WORK INSTRUCTION 1
According to the article about the former NSA director's cyberattack warning, what share of the computers at a Saudi Arabian oil company was rendered useless by a cyberattack earlier this year?
WORK INSTRUCTION 2
Continue the article about McConnell's cyberattack warning from where it stops.

SELECTED PASSAGE
Former NSA director tells the Financial Times that a cyberattack could cripple the nation's banking system, power grid, and other essential infrastructure.
The United States faces "the cyber equivalent of the World Trade Center attack" unless urgent action is taken, a former U.S. intelligence chief warns.
John "Mike" McConnell, who served as director of the National Security Agency under President Clinton and then as director of national intelligence under George W. Bush and President Obama, told the Financial Times (subscription required) that such an attack would cripple the nation's banking system, power grid, and other essential infrastructure.
"We have had our 9/11 warning. Are we going to wait for the cyber equivalent of the collapse of the World Trade Centers?" McConnell said, referring to attacks on the Web sites of major banks and a cyberattack earlier this year that rendered two-thirds of the computers at Saudi Arabian oil company useless.

(Region pointing data)
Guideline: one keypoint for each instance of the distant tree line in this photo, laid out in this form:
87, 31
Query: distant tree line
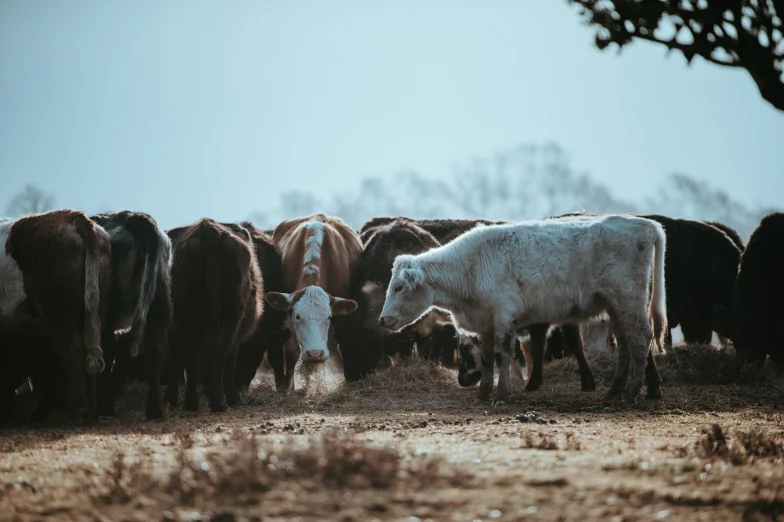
528, 182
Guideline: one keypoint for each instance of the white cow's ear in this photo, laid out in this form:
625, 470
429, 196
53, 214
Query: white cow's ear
342, 306
279, 300
413, 277
372, 288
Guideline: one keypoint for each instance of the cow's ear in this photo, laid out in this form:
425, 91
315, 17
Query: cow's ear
279, 300
373, 291
413, 276
342, 306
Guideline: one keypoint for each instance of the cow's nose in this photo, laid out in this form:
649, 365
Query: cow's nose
314, 356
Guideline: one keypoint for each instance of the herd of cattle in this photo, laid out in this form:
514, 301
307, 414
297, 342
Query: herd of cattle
87, 303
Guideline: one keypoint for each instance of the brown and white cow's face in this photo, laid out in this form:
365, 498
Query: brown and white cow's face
408, 295
310, 313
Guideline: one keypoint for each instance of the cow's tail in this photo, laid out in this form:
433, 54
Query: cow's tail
213, 249
657, 308
93, 260
155, 254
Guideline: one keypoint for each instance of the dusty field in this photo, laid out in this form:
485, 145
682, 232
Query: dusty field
411, 444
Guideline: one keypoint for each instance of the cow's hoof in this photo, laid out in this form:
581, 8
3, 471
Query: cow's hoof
155, 413
654, 393
39, 415
612, 396
589, 385
219, 407
630, 397
533, 385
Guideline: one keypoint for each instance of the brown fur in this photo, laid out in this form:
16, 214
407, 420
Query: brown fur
340, 253
66, 261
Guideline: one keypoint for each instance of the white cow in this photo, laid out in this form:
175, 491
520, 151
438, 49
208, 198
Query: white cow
497, 280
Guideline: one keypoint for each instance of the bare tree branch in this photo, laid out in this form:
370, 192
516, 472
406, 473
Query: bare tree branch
32, 200
745, 34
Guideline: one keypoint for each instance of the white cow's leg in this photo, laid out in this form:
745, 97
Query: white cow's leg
504, 347
622, 369
639, 335
488, 361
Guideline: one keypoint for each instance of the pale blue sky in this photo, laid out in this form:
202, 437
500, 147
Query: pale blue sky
190, 109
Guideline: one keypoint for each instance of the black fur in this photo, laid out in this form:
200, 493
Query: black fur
759, 291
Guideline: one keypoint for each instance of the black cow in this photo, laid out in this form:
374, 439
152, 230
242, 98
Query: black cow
731, 233
270, 334
700, 266
759, 290
444, 230
140, 307
218, 297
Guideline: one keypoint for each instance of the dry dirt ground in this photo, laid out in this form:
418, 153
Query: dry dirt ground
410, 444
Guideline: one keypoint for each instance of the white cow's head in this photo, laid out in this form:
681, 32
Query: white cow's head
310, 312
408, 295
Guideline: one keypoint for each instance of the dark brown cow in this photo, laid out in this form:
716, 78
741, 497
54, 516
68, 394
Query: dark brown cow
217, 292
65, 259
270, 334
319, 254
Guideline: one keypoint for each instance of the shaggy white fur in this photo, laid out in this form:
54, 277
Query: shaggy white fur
499, 279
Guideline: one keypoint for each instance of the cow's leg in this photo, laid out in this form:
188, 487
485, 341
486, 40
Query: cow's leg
276, 358
538, 339
503, 350
172, 375
518, 360
229, 383
72, 351
108, 377
249, 357
192, 375
291, 354
639, 334
696, 331
488, 361
156, 338
217, 360
572, 338
652, 378
622, 369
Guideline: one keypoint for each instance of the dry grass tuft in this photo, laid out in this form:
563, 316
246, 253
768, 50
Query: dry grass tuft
744, 448
693, 364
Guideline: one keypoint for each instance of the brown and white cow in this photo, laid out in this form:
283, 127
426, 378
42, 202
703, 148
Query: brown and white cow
319, 253
65, 262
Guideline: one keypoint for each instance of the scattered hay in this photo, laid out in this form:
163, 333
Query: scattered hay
684, 364
245, 469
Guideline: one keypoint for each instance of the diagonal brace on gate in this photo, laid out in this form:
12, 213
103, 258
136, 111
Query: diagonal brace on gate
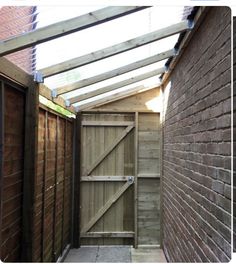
107, 205
109, 149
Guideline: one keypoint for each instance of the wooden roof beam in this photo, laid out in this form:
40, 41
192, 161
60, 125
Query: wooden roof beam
46, 92
114, 73
63, 28
117, 85
117, 96
116, 49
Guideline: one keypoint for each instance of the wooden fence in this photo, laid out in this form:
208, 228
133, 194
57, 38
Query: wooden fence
52, 210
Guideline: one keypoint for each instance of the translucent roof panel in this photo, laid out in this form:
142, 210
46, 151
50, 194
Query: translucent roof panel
16, 20
146, 84
111, 63
104, 35
113, 80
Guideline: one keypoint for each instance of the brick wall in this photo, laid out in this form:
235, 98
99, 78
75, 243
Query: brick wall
13, 21
196, 159
234, 136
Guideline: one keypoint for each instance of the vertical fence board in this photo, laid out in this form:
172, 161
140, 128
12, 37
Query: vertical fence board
52, 208
13, 117
1, 154
76, 191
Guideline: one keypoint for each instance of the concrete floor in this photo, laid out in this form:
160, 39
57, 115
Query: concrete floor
122, 254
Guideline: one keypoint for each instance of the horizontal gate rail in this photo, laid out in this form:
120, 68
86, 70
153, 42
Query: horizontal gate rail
105, 178
108, 234
107, 123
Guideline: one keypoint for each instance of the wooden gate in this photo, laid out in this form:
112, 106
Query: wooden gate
107, 176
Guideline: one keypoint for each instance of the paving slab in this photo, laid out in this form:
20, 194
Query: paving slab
147, 255
83, 254
114, 254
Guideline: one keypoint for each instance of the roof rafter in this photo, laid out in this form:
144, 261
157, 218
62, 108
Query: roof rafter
117, 85
114, 73
116, 49
64, 28
115, 97
46, 92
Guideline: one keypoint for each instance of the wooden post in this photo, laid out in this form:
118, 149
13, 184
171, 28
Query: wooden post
161, 165
55, 192
44, 183
64, 186
77, 172
30, 164
2, 106
136, 181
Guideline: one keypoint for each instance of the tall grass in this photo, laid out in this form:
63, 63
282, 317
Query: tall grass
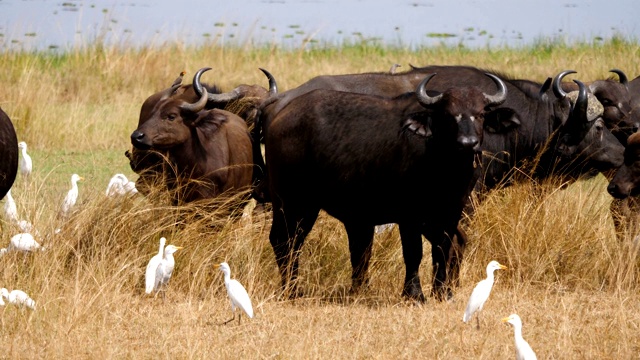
574, 283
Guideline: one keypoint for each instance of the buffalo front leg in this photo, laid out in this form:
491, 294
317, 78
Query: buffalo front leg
412, 253
360, 246
288, 232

EXPECTED OUTPUT 1
Two-thirds.

EXPECTED OUTPUT 2
U.S. officials have blamed Iran for creating the Shamoon virus, which was responsible for a cyberattack that infected more than 30,000 computers at Saudi Aramco and Qatar's natural gas firm Rasgas in mid-August. McConnell echoed comments made in October by Defense Secretary Leon Panetta, who warned that the U.S. was facing the possibility of a "cyber-Pearl Harbor" perpetrated by foreign hackers.
"All of a sudden, the power doesn't work, there's no way you can get money, you can't get out of town, you can't get online, and banking, as a function to make the world work, starts to not be reliable," McConnell said. "Now, that is a cyber-Pearl Harbor, and it is achievable."
McConnell expressed doubt that Iran or any terrorist group could mount such an attack but said it was only a matter of time before they had the capability.